━━━ Text passage

As can be seen from the chart, the reversal of course has been substantial and almost continuous since November 2020 when, faced with a situation of rampant depreciation, the Turkish government decided to deliver a strong signal to the markets, promoting a change in the economic leadership of the country and a shift to more orthodox monetary policies (see the article "The Turkish lira roller-coaster").
Now, three months after this change of course, it seems that the central bank is continuing to pursue this approach, as evidenced by the significant recovery of the currency's exchange rate against the dollar, which is back to the levels of last August, and which has overall rebounded by more than 18% since November. After raising the benchmark interest rate by 475 basis points in November, and by further 200 basis points in December, at the monetary policy meetings of January and February, the rate was kept unchanged at 17%. In particular in the February meeting, held yesterday, it was made clear that, in this phase of economic recovery, controlling inflation represents a primary objective, in order to achieve permanent price stability and the inflation target of 5%, thus promoting the reduction of the risk premium and financing costs, as well as the accumulation of foreign exchange reserves.
At the moment, the inflationary target for Turkey still seems far, as can be seen from the graph below, which shows a 15% increase in the Consumer Price Index for January: the index is apparently incorporating, with a certain delay, the currency depreciation of the previous months. Nonetheless, compared to the recent past, the real interest rate is currently in positive territory, attracting investors once again: after having reached historic lows in November, portfolio investment flows of non-residents have in fact shown signs of recovery in recent months, even though they remain well below the highs of 2013 (source: Electronic Data Delivery System, Central Bank of the Republic of Turkey).

━━━━━━
━━━ Entries shown

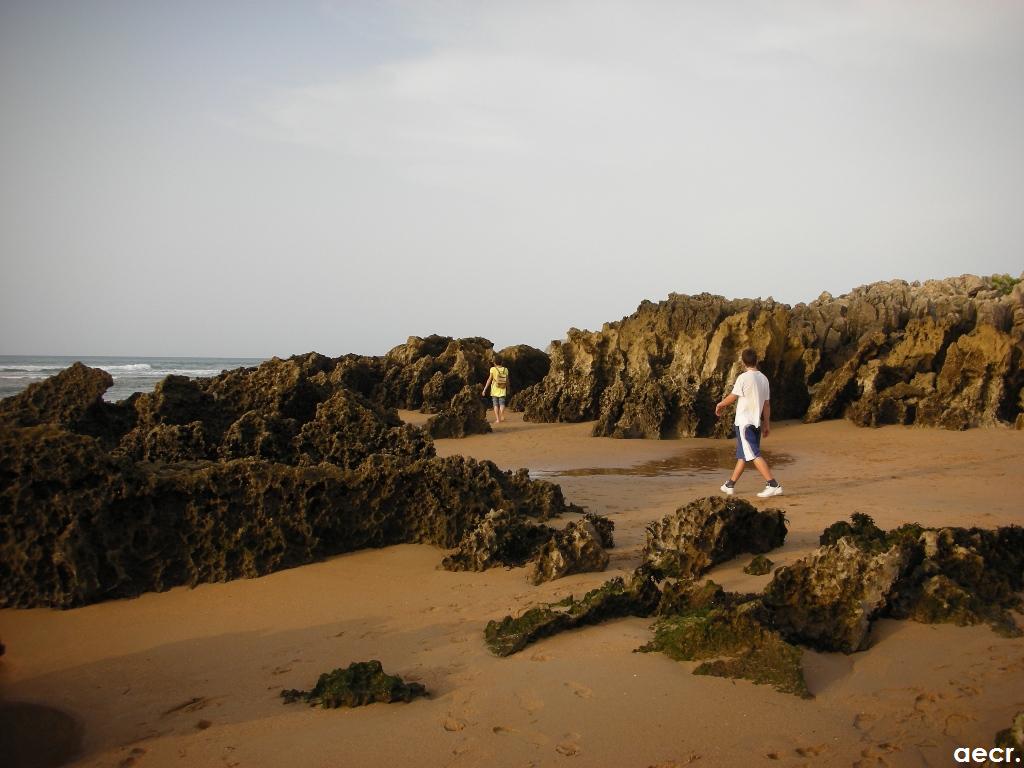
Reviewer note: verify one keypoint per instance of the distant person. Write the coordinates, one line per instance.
(751, 393)
(498, 380)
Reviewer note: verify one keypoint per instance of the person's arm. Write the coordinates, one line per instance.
(726, 401)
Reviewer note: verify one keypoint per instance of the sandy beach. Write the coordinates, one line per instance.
(192, 677)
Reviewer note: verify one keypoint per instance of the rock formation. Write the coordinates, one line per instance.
(710, 530)
(249, 472)
(464, 416)
(576, 549)
(424, 374)
(361, 683)
(947, 353)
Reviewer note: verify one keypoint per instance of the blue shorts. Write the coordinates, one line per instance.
(748, 442)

━━━━━━

Continue the passage on Turkey's lira and monetary policy, picking up after its final sentence.

Turkey: Consumer Price Index
It is therefore the improving market sentiment towards Turkey, thanks to the change of economic stance announced and pursued, that is supporting the rally of the lira, making it more attractive to foreign investors. The attitude of the central bank, which is rebuilding its credibility, therefore finds approval from investors, while the same does not emerge on the side of economic reforms, which are still judged as lacking.
Investors' optimism about Turkey, following the November turnaround, can be read not only from the currency, but also from the dynamics of the stock market, which is also going through a phase of rally.
Turkey Stock Exchange: BIST 100 Index
With the gradual exit from the pandemic, a prosecution of the current risk appetite is expected; however, some elements of uncertainty remain as for the recovery phase of the lira. First of all, we can find president Erdogan's political will: while he might be now supporting an orthodox monetary policy, he could always go back towards his well-known preferences for an economic growth driven by low interest rates. The second element to point out is the current vulnerability of the Turkish lira, in the absence of an adequate reserve buffer, which has been severely eroded during 2020; if rebuilding it is one of the goal of the new central bank governor, the resulting demand for foreign currency could, by contrast, penalize the lira.